DESCRIPTION OF THE TASK:
Extend the commentary on the press treatment of Biden's verbal slips, picking up right after its last sentence.

PAGE TEXT:
'''
Today, though, the coverage of Biden’s “fumbles” at the NYT seems more straightforward. If that seems curious, especially this close to the midterm election, it did to Power Line’s Steven Hayward too. He sees the beginnings of a new media narrative forming for a post-Red Tsunami election cycle:

Facing an electoral wipeout next week, but seeing the White House circling the wagons already with reasons why the election disaster can’t be blamed on President Biden, the coordinated campaign to force Biden to step aside in 2024 mooted here several months ago appears to be getting an early re-start a week ahead of the election.

Behold the New York Times tonight, channeling Power Line … The New York Times printing a headline like this is a flashing beacon to the rest of the media that they should get ready to produce their own drumbeat of stories on this theme, which isn’t exactly news.

On that theme, Washington Post columnist George Will clears a path as well. Will is of course a staunch conservative columnist and not a news reporter, but the Overton window on Biden’s future is beginning to shift in these legacy-media platforms that have covered for Biden until now. It also moves that Overton window a lot closer to the D-word — dementia — at the WaPo:

Meeting recently with some progressive activists, Biden said his $426 billion student loan forgiveness was accomplished by “a law” that he had “just signed”: “I got it passed by a vote or two.” No. He. Did. Not.
'''
EXCERPTED DATA:
'''
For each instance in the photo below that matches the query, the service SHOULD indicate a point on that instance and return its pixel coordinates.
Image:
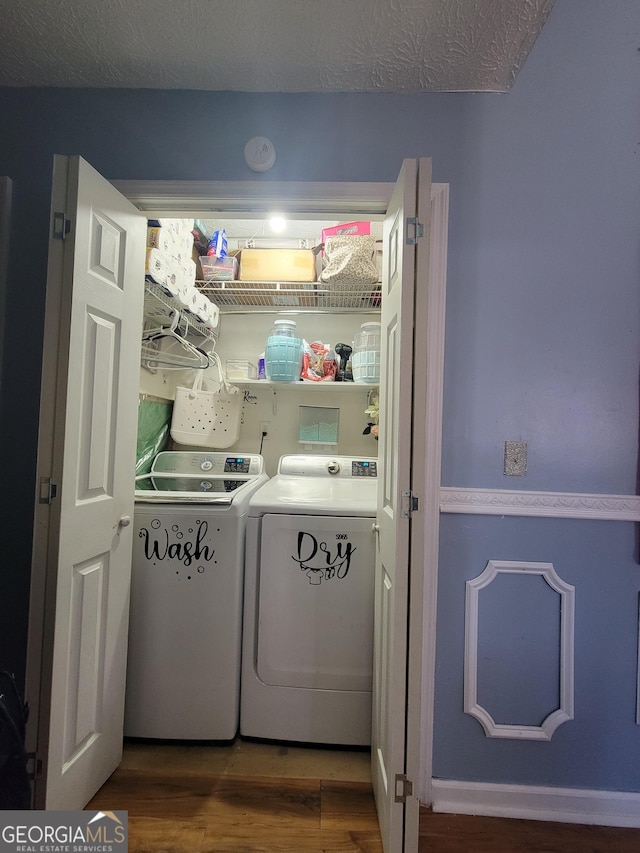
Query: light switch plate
(515, 458)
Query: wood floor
(266, 798)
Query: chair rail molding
(559, 715)
(543, 504)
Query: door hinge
(404, 788)
(415, 230)
(34, 765)
(48, 490)
(61, 225)
(409, 504)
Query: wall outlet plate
(515, 458)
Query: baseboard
(565, 805)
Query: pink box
(349, 228)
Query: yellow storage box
(277, 265)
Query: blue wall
(542, 324)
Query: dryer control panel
(340, 467)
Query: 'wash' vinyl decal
(186, 550)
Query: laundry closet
(218, 417)
(247, 311)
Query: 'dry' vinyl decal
(321, 559)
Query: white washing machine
(307, 654)
(185, 624)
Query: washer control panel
(213, 463)
(364, 468)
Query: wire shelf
(242, 296)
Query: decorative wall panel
(550, 665)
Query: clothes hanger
(187, 356)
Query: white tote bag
(207, 418)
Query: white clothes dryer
(185, 624)
(307, 654)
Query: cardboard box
(277, 265)
(346, 229)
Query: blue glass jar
(283, 352)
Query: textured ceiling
(269, 45)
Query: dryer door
(315, 603)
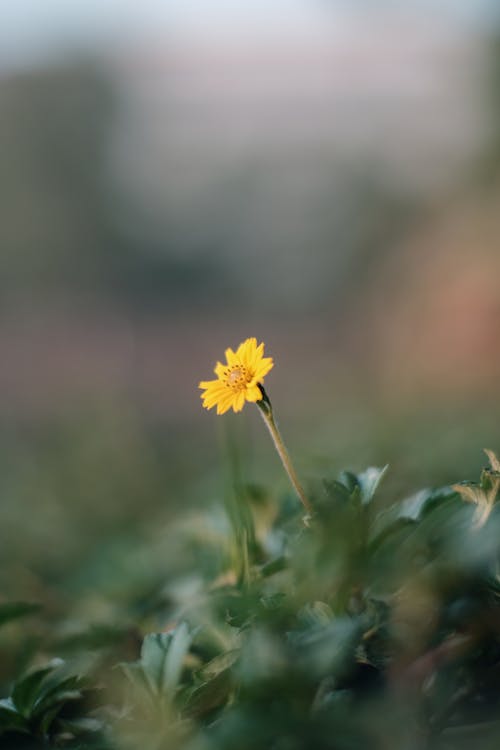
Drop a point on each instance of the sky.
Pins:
(34, 30)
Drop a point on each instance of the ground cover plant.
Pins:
(325, 617)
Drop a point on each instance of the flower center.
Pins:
(237, 377)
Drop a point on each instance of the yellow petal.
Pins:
(239, 401)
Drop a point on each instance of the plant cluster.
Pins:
(361, 625)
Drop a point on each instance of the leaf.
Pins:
(162, 657)
(14, 610)
(177, 650)
(10, 718)
(26, 690)
(219, 664)
(153, 654)
(369, 481)
(210, 695)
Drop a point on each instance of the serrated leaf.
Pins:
(177, 650)
(369, 481)
(10, 718)
(14, 610)
(26, 690)
(162, 657)
(315, 614)
(219, 664)
(210, 695)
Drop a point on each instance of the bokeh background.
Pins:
(176, 176)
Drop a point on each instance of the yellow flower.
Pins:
(237, 380)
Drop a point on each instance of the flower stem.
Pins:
(266, 411)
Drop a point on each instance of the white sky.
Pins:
(31, 30)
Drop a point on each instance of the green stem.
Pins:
(266, 411)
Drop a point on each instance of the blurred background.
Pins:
(176, 176)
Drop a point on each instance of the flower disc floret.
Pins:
(237, 380)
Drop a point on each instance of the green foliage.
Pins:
(377, 625)
(48, 705)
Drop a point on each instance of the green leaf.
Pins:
(210, 695)
(162, 658)
(10, 718)
(369, 481)
(178, 648)
(219, 664)
(14, 610)
(28, 689)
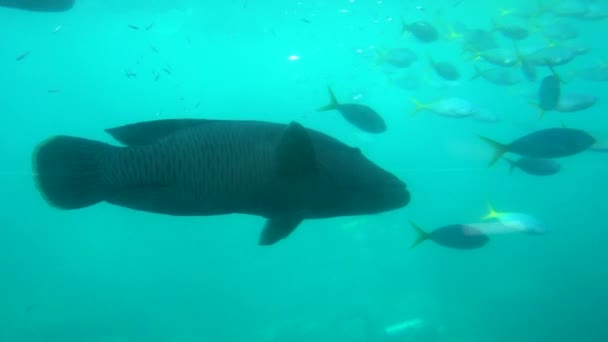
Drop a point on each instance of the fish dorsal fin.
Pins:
(148, 132)
(295, 153)
(277, 229)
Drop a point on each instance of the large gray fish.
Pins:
(544, 144)
(39, 5)
(190, 167)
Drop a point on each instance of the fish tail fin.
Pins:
(403, 27)
(418, 106)
(503, 12)
(494, 24)
(420, 237)
(512, 164)
(67, 171)
(555, 73)
(541, 111)
(492, 213)
(499, 149)
(430, 59)
(333, 104)
(381, 56)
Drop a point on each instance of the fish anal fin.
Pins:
(148, 132)
(277, 229)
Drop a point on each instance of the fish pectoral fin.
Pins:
(295, 153)
(148, 132)
(277, 229)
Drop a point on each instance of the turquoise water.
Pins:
(106, 273)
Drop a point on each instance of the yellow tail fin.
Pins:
(499, 149)
(421, 237)
(491, 213)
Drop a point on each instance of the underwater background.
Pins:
(107, 273)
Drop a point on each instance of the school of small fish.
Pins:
(497, 54)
'''
RESPONSE TO THIS TASK:
Biden was not merely again embellishing his achievements. This is not just another of his verbal fender benders. There is no less-than-dismaying explanation for his complete confusion. What vote? Who voted? …

It is frightening that Biden does not know, or remember, what he recently did regarding an immensely important policy. He must be presumed susceptible to future episodes of similar bewilderment. He should leave the public stage on Jan. 20, 2025.

So should his vice president. Thomas R. Marshall, Woodrow Wilson’s vice president, joked, “Once there were two brothers. One ran away to sea; the other was elected vice president of the United States. And nothing was heard of either of them again.” Kamala Harris has been heard from, sufficiently. …

Regarding Biden and Harris, the national Democratic Party faces two tests of stewardship: Its imprimatur cannot again be bestowed on either of them. Biden is not just past his prime; even adequacy is in his past. And this is Harris’s prime.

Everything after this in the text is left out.